▽

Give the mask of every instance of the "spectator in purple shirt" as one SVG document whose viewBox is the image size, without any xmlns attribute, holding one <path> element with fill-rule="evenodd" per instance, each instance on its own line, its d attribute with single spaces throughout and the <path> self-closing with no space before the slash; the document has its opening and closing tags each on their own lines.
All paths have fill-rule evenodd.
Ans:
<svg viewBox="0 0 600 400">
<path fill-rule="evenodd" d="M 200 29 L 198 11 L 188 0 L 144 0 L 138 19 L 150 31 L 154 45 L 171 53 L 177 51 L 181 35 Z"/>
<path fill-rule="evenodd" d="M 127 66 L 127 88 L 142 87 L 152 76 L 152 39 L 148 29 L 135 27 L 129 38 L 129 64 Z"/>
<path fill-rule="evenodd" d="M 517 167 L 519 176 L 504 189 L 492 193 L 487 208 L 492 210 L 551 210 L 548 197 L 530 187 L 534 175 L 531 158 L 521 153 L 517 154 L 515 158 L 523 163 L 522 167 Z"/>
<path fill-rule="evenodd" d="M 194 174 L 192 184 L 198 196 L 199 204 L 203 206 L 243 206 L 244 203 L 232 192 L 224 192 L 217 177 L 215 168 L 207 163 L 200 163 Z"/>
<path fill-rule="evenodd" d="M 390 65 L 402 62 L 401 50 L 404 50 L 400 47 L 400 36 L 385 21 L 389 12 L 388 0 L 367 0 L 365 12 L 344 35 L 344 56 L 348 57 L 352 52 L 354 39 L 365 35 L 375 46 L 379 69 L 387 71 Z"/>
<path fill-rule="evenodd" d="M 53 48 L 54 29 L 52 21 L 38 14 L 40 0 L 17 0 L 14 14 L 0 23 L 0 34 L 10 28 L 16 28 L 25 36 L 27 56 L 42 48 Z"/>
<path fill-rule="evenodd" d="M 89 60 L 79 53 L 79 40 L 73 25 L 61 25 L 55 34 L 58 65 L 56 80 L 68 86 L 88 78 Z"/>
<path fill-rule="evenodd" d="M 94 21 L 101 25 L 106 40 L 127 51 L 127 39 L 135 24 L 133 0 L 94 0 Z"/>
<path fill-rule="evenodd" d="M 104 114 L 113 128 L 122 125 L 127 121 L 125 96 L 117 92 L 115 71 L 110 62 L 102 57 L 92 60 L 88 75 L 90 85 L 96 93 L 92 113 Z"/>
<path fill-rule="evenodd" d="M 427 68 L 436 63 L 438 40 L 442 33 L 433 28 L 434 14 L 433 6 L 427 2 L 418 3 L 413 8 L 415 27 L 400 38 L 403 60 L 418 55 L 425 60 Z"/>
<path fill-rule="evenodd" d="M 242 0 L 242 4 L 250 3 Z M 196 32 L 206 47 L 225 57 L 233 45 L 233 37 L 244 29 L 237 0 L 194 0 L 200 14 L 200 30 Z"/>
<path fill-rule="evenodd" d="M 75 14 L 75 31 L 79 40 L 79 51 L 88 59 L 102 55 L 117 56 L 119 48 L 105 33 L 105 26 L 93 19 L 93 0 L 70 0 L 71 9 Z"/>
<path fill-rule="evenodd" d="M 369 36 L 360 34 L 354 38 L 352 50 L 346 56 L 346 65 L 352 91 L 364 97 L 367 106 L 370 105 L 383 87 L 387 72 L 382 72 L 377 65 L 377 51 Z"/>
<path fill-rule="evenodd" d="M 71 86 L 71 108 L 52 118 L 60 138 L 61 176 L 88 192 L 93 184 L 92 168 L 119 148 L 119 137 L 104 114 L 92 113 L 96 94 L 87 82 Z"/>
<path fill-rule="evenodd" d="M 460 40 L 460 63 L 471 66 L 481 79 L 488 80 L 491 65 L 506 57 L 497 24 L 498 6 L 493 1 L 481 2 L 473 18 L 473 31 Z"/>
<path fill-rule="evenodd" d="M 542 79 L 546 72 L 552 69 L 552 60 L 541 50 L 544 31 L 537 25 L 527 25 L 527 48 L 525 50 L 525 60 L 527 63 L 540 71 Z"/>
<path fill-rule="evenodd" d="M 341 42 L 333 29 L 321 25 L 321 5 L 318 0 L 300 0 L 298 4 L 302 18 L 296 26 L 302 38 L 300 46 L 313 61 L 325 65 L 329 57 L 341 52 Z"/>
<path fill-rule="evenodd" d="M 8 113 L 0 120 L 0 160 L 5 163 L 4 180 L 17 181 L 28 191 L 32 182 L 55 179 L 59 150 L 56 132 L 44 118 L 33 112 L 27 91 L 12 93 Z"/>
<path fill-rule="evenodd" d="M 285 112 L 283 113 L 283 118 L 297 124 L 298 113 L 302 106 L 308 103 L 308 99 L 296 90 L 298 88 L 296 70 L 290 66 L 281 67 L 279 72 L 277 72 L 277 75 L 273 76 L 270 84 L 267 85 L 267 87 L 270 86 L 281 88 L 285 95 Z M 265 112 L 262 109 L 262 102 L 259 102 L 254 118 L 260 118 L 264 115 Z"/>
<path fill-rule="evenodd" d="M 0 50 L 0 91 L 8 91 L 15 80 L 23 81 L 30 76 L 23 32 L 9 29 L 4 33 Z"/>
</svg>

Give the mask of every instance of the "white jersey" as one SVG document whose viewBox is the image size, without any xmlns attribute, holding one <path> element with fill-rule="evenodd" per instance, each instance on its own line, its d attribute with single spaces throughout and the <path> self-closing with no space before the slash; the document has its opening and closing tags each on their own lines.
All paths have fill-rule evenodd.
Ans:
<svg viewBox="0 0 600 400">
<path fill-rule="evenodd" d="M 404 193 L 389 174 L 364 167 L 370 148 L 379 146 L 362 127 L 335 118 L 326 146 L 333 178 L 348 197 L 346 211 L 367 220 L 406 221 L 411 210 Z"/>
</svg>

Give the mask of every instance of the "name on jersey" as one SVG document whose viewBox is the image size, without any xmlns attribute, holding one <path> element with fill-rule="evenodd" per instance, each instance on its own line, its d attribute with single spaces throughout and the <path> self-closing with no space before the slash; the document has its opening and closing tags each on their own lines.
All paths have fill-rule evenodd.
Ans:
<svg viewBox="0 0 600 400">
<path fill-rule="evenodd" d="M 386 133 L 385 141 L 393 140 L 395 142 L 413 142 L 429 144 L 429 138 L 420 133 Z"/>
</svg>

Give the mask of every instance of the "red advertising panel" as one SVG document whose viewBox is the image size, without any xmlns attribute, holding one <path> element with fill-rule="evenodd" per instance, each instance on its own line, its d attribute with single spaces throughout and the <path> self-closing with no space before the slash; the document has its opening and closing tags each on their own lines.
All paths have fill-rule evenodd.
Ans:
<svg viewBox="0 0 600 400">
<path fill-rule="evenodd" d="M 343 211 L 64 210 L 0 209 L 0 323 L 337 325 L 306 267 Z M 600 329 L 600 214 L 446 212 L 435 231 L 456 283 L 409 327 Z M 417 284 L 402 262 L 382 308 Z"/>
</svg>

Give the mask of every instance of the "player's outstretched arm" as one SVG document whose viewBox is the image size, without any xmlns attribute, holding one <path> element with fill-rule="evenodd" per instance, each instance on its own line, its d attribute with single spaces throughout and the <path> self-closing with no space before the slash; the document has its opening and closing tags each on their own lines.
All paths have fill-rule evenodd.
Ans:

△

# WORK INSTRUCTION
The whole listing above, restated word for word, is the required answer.

# RESPONSE AREA
Give the mask of every instance of the "spectator in purple shirt" as one SVG document whose viewBox is the image size, without any xmlns attribute, holding one <path> element with fill-rule="evenodd" per instance, each instance on its own line, its d attribute with single spaces throughout and the <path> self-closing with no space before the slash; the document has its opening and closing tags each on their own lines.
All paths have fill-rule evenodd.
Ans:
<svg viewBox="0 0 600 400">
<path fill-rule="evenodd" d="M 200 29 L 198 11 L 188 0 L 144 0 L 138 19 L 150 31 L 154 45 L 171 53 L 177 51 L 181 35 Z"/>
<path fill-rule="evenodd" d="M 127 66 L 127 88 L 142 87 L 152 76 L 152 39 L 148 29 L 135 27 L 129 38 L 129 64 Z"/>
<path fill-rule="evenodd" d="M 517 167 L 519 176 L 504 189 L 492 193 L 487 208 L 492 210 L 551 210 L 548 197 L 530 187 L 534 175 L 531 158 L 521 153 L 517 154 L 515 158 L 523 163 L 522 167 Z"/>
<path fill-rule="evenodd" d="M 194 174 L 192 184 L 198 196 L 199 204 L 203 206 L 243 206 L 244 203 L 232 192 L 224 192 L 217 177 L 215 168 L 207 163 L 200 163 Z"/>
<path fill-rule="evenodd" d="M 390 65 L 402 62 L 401 50 L 404 50 L 400 47 L 400 36 L 385 21 L 389 12 L 388 0 L 367 0 L 365 12 L 344 35 L 344 56 L 348 57 L 352 52 L 354 39 L 365 35 L 375 46 L 379 69 L 387 71 Z"/>
<path fill-rule="evenodd" d="M 53 48 L 54 29 L 52 21 L 38 14 L 40 0 L 17 0 L 14 14 L 0 23 L 0 34 L 10 28 L 16 28 L 25 36 L 27 56 L 42 48 Z"/>
<path fill-rule="evenodd" d="M 89 60 L 79 53 L 79 40 L 73 25 L 61 25 L 55 34 L 58 65 L 56 80 L 68 86 L 88 78 Z"/>
<path fill-rule="evenodd" d="M 94 21 L 101 25 L 106 40 L 127 51 L 127 39 L 135 24 L 133 0 L 94 0 Z"/>
<path fill-rule="evenodd" d="M 104 114 L 113 128 L 122 125 L 127 121 L 125 96 L 117 92 L 115 71 L 110 62 L 102 57 L 92 60 L 88 75 L 90 85 L 96 93 L 92 113 Z"/>
<path fill-rule="evenodd" d="M 427 68 L 436 63 L 438 40 L 442 33 L 433 28 L 434 14 L 433 6 L 427 2 L 418 3 L 413 8 L 415 27 L 400 38 L 403 60 L 418 55 L 425 60 Z"/>
<path fill-rule="evenodd" d="M 242 0 L 242 4 L 250 3 Z M 196 32 L 206 47 L 225 57 L 233 45 L 233 37 L 244 29 L 237 0 L 194 0 L 200 14 L 200 30 Z"/>
<path fill-rule="evenodd" d="M 75 14 L 75 31 L 79 40 L 79 51 L 88 59 L 102 55 L 117 56 L 119 48 L 105 33 L 105 26 L 93 19 L 93 0 L 70 0 L 71 9 Z"/>
<path fill-rule="evenodd" d="M 369 36 L 360 34 L 354 38 L 352 50 L 346 56 L 346 65 L 352 91 L 364 97 L 367 106 L 370 105 L 383 87 L 387 72 L 382 72 L 377 65 L 377 51 Z"/>
<path fill-rule="evenodd" d="M 71 86 L 71 108 L 52 118 L 60 138 L 61 176 L 88 192 L 93 184 L 92 168 L 119 148 L 119 137 L 104 114 L 92 113 L 96 94 L 87 82 Z"/>
<path fill-rule="evenodd" d="M 460 40 L 460 63 L 471 66 L 481 79 L 488 80 L 491 65 L 506 57 L 497 24 L 498 6 L 493 1 L 481 2 L 473 18 L 473 31 Z"/>
<path fill-rule="evenodd" d="M 542 79 L 546 72 L 552 69 L 552 60 L 541 50 L 544 31 L 537 25 L 527 25 L 527 48 L 525 50 L 525 60 L 527 63 L 540 71 Z"/>
<path fill-rule="evenodd" d="M 341 42 L 333 29 L 321 25 L 321 5 L 318 0 L 300 0 L 298 4 L 302 18 L 296 26 L 302 38 L 300 46 L 313 61 L 325 65 L 329 57 L 341 52 Z"/>
<path fill-rule="evenodd" d="M 8 113 L 0 120 L 0 160 L 5 163 L 4 180 L 17 181 L 28 191 L 32 182 L 55 179 L 59 150 L 56 132 L 44 118 L 33 112 L 27 91 L 12 93 Z"/>
<path fill-rule="evenodd" d="M 285 112 L 283 113 L 283 118 L 297 124 L 298 113 L 302 106 L 308 103 L 308 99 L 296 90 L 298 88 L 296 70 L 290 66 L 281 67 L 279 72 L 277 72 L 277 75 L 273 76 L 270 84 L 267 85 L 267 87 L 270 86 L 281 88 L 285 95 Z M 265 112 L 262 109 L 262 102 L 259 102 L 254 118 L 260 118 L 264 115 Z"/>
<path fill-rule="evenodd" d="M 0 50 L 0 91 L 8 91 L 15 80 L 23 81 L 30 76 L 23 32 L 9 29 L 4 33 Z"/>
</svg>

Give the mask of every instance of the "white jersey" as one SVG document whose viewBox is the image size, without any xmlns attribute, holding one <path> element with fill-rule="evenodd" per instance, each instance on its own line, its d attribute with single spaces throughout and the <path> self-closing with no space before the slash; the document has its opening and closing tags each on their own lines.
All paths have fill-rule evenodd.
Ans:
<svg viewBox="0 0 600 400">
<path fill-rule="evenodd" d="M 404 193 L 389 174 L 364 167 L 370 148 L 379 146 L 362 127 L 335 118 L 326 146 L 333 178 L 348 197 L 346 211 L 367 220 L 406 221 L 411 210 Z"/>
</svg>

Give the mask of every instance of the "name on jersey" as one SVG document whose viewBox is the image size, without any xmlns attribute, holding one <path> element with fill-rule="evenodd" per instance, each instance on its own line, its d attribute with single spaces throughout and the <path> self-closing with no space before the slash; the document has its opening and closing tags each on their own lines.
All paths have fill-rule evenodd.
Ans:
<svg viewBox="0 0 600 400">
<path fill-rule="evenodd" d="M 386 133 L 385 141 L 393 140 L 395 142 L 413 142 L 429 144 L 429 138 L 420 133 Z"/>
</svg>

Give the mask of every instance of the "red advertising panel" as one SVG document whose viewBox is the image size, without any xmlns attribute, holding one <path> element with fill-rule="evenodd" per instance, each instance on its own line, its d attribute with single spaces throughout and the <path> self-closing with no space before the slash; the document has its opening and closing tags each on their own lines.
All paths have fill-rule evenodd.
Ans:
<svg viewBox="0 0 600 400">
<path fill-rule="evenodd" d="M 343 211 L 64 210 L 0 209 L 0 323 L 337 325 L 306 267 Z M 600 329 L 600 214 L 446 212 L 435 231 L 456 283 L 409 327 Z M 417 284 L 402 262 L 382 308 Z"/>
</svg>

Give the mask of every instance of the "player's outstretched arm" as one SVG document whose viewBox is the image size, without any xmlns attribute, holding one <path> element with fill-rule="evenodd" per instance, each instance on its own line, its d attribute with single spaces throughout and the <path> self-closing with no space before the slash; the document has its opening and closing tags each on their own lines.
All paths have fill-rule evenodd.
Ans:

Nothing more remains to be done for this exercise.